After playing with it, I arrived at the concolusion I = S^2, but cannot see how to contradict that.

<(I-S)x, (I-S)x>
=[(I-S)x]*[(I-S)x]
=[Ix*-S*x*][Ix-Sx]
=[Ix*+Sx*][Ix-Sx]
=Ix*x+ISx*x - Ix*sx - Sx*Sx
=Ix*x - Sx*Sx (middle two cancel out)
=b(I) - b(S^2) (let x*x = b (some constant)
=0
=> I = S^2
Now, I have to show this is a false statement...right? Can we show this is false for all cases?
 
Taking the square root of each side...Sqrt(I) = S, however, the square root of an identity matrix is by no means a skew Hermitian, hence the original assumption is erroneous!

Thanks Dick!
 
Codezion said:
Taking the square root of each side...Sqrt(I) = S, however, the square root of an identity matrix is by no means a skew Hermitian, hence the original assumption is erroneous!

Thanks Dick!

No, no, no. You can't do any such thing. I think you have a stray sign. What I wound up with is <x,x>+<Sx,Sx>=0. What's wrong with that?

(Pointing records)

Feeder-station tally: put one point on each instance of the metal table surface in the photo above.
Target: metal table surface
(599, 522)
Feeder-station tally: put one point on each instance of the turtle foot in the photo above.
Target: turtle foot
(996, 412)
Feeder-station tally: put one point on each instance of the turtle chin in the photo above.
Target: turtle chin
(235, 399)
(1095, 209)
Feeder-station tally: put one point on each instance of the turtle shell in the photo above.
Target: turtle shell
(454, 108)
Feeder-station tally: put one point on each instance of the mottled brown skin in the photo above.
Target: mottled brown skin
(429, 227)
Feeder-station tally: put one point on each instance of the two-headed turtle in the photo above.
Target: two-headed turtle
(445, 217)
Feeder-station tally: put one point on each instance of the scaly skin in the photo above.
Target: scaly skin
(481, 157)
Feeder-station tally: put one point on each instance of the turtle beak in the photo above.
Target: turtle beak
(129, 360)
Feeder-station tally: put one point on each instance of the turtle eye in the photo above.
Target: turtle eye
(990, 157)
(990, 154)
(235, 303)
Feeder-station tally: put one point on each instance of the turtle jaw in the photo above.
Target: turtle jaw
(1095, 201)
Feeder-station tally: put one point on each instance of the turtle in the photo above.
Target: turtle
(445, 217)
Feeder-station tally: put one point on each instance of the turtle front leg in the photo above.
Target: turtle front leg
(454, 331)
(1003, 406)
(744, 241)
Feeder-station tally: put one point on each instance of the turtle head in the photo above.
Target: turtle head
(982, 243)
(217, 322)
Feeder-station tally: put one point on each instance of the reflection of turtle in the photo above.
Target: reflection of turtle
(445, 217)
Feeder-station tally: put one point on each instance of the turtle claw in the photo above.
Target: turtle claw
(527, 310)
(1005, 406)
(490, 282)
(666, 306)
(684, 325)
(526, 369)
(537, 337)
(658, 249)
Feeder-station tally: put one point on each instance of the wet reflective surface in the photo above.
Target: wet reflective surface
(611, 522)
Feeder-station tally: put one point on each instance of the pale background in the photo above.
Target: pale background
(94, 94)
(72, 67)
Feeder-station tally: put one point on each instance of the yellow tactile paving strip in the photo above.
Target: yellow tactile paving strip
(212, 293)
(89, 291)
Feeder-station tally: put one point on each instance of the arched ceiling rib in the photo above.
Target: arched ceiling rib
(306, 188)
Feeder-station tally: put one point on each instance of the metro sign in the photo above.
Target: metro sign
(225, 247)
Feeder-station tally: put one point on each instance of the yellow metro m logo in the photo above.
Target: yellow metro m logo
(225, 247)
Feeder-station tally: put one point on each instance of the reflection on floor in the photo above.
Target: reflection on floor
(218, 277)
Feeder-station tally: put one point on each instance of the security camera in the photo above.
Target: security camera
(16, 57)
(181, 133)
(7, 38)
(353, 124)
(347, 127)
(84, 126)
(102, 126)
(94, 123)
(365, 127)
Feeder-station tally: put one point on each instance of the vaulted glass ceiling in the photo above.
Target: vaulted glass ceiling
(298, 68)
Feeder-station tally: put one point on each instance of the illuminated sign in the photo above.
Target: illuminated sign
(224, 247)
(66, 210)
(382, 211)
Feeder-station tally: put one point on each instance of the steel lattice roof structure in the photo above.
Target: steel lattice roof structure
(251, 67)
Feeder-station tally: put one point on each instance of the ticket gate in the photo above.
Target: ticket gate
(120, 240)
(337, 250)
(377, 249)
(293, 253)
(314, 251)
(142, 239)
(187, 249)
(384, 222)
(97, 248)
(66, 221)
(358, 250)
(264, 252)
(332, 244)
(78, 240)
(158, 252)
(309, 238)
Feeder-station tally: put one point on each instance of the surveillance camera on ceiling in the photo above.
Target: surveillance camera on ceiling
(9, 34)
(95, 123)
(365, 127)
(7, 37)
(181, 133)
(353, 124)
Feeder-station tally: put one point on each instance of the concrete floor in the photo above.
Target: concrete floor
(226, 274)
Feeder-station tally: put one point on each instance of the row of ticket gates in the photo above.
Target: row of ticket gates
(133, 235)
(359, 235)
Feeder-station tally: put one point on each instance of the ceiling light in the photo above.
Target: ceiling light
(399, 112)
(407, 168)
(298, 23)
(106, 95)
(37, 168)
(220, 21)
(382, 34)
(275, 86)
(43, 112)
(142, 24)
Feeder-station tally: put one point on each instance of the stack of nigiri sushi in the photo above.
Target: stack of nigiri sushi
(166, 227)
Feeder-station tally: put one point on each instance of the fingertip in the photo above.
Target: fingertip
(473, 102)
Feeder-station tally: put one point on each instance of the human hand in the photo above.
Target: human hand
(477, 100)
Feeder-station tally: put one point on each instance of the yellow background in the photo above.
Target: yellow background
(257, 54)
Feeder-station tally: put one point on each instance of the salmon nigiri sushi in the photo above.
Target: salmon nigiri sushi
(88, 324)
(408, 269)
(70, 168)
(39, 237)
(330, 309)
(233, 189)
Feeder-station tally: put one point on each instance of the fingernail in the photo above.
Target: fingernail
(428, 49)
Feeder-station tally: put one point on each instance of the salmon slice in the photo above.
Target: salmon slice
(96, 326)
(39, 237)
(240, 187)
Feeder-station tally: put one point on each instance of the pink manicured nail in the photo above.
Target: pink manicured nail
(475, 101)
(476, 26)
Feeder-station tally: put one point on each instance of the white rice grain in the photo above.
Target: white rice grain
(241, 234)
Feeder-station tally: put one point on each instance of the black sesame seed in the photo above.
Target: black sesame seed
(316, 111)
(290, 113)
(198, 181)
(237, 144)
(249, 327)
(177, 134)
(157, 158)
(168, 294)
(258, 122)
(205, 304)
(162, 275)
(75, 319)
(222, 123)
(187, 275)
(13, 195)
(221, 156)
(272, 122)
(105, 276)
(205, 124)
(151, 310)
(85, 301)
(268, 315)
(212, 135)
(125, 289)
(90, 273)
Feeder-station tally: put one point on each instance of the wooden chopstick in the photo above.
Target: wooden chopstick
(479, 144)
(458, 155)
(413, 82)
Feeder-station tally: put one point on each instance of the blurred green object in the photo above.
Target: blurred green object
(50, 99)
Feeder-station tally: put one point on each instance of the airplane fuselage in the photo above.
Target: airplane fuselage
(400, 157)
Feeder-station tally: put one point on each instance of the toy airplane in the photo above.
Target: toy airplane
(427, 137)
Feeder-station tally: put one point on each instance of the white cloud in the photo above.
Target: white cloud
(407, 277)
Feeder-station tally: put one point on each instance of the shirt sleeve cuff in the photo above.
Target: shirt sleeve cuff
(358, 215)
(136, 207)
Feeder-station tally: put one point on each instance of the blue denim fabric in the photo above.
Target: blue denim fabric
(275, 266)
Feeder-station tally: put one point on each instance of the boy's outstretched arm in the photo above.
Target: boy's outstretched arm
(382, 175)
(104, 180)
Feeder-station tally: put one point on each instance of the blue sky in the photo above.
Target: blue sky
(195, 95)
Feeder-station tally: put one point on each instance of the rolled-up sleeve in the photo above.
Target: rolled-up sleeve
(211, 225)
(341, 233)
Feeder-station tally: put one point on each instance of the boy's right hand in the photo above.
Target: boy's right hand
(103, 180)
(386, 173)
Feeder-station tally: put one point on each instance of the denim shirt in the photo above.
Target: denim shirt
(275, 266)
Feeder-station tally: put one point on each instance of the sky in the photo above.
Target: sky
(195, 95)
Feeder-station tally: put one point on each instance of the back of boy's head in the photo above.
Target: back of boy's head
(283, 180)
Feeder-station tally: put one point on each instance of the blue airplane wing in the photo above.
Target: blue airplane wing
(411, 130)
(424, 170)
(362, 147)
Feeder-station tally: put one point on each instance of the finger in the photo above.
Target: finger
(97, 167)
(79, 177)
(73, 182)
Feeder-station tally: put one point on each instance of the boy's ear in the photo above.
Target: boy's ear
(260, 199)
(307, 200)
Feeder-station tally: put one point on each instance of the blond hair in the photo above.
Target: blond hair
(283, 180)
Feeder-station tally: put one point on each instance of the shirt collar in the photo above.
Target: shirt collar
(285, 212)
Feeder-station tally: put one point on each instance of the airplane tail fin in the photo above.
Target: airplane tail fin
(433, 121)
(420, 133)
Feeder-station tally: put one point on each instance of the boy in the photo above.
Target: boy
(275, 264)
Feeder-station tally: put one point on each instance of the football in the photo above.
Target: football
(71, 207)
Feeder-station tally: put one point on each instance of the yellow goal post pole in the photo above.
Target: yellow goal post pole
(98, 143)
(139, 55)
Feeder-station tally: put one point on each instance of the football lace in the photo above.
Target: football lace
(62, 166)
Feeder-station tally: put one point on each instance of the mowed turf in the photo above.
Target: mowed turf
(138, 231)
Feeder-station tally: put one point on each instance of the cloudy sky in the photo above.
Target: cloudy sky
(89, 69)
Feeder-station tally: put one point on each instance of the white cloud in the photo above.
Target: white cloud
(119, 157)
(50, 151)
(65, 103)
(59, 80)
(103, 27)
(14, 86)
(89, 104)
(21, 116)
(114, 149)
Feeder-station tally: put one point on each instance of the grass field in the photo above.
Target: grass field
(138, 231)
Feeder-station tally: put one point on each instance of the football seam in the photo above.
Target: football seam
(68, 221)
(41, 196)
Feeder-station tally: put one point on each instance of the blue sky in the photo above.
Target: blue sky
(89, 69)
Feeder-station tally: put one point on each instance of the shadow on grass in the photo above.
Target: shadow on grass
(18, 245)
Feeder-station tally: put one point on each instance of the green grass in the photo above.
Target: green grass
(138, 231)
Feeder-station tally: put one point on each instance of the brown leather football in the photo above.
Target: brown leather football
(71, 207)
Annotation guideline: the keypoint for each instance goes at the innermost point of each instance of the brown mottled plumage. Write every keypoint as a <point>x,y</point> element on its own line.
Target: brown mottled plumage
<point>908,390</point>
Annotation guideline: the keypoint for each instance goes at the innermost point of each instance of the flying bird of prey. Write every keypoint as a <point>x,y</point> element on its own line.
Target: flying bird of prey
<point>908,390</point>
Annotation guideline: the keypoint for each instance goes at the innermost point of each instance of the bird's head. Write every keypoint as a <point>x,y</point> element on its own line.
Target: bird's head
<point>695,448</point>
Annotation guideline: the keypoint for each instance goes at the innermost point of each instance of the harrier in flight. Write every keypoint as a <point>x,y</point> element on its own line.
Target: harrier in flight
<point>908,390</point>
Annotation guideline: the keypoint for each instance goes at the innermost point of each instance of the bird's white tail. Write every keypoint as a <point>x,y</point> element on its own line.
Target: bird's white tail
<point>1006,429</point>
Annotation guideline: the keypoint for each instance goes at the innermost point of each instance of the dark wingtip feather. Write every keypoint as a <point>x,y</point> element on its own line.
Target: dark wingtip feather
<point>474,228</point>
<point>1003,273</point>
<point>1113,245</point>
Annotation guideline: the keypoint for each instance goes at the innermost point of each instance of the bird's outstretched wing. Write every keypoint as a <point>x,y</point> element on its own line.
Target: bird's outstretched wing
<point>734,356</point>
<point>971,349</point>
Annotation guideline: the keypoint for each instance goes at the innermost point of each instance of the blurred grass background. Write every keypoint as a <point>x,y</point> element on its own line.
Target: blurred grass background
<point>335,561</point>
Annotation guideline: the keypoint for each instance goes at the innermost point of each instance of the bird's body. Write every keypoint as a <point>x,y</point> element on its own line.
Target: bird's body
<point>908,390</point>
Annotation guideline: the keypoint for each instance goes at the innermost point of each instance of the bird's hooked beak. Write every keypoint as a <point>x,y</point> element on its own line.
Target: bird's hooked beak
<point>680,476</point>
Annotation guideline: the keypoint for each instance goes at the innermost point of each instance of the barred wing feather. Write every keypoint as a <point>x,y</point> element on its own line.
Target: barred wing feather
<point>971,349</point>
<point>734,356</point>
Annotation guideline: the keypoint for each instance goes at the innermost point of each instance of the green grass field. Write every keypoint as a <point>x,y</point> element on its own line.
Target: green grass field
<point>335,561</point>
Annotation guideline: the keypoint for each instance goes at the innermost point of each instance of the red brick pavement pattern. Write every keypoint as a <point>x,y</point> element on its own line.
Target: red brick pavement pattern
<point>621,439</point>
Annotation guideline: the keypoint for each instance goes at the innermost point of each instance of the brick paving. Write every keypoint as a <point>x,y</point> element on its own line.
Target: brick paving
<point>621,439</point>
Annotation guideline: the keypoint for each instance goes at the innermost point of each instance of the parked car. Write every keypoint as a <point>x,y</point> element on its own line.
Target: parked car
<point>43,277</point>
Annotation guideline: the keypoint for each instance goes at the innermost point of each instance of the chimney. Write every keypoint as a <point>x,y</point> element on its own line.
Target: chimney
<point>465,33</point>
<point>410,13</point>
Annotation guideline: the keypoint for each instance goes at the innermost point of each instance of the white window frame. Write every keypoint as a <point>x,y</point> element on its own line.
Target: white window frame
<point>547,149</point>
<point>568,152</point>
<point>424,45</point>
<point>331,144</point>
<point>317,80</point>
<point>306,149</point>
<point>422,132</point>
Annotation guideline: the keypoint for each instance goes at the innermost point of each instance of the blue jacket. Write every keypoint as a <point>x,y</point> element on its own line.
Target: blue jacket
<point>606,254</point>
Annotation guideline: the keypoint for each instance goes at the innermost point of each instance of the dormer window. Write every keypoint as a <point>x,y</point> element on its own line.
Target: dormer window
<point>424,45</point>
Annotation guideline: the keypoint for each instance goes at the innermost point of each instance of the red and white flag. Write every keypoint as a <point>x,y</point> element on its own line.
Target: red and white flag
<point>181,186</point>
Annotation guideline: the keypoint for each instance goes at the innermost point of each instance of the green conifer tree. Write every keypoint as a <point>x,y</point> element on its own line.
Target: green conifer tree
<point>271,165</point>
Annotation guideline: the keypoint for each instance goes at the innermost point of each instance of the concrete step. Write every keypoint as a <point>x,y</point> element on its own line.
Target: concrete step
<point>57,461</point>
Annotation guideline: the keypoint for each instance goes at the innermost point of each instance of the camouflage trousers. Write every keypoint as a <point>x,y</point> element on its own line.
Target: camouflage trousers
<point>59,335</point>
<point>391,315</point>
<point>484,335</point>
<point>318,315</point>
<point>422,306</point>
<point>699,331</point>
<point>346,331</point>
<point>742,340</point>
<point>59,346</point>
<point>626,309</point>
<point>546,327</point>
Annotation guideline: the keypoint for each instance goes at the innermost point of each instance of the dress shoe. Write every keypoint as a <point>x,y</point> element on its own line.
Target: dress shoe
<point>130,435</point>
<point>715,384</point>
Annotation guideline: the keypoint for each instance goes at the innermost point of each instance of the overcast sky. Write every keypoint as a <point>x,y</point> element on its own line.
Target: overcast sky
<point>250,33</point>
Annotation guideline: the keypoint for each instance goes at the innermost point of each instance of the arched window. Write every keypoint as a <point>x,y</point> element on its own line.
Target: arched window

**Work to do:**
- 1) Print everything in the forum thread from "After playing with" down to "two cancel out)".
- 2) In the forum thread, what expression does the reply that opens with "No, no, no" say its writer wound up with?
The items above stand apart from the forum thread.

**Solution list:**
- 1)
After playing with it, I arrived at the concolusion I = S^2, but cannot see how to contradict that.

<(I-S)x, (I-S)x>
=[(I-S)x]*[(I-S)x]
=[Ix*-S*x*][Ix-Sx]
=[Ix*+Sx*][Ix-Sx]
=Ix*x+ISx*x - Ix*sx - Sx*Sx
=Ix*x - Sx*Sx (middle two cancel out)

- 2) <x,x>+<Sx,Sx>=0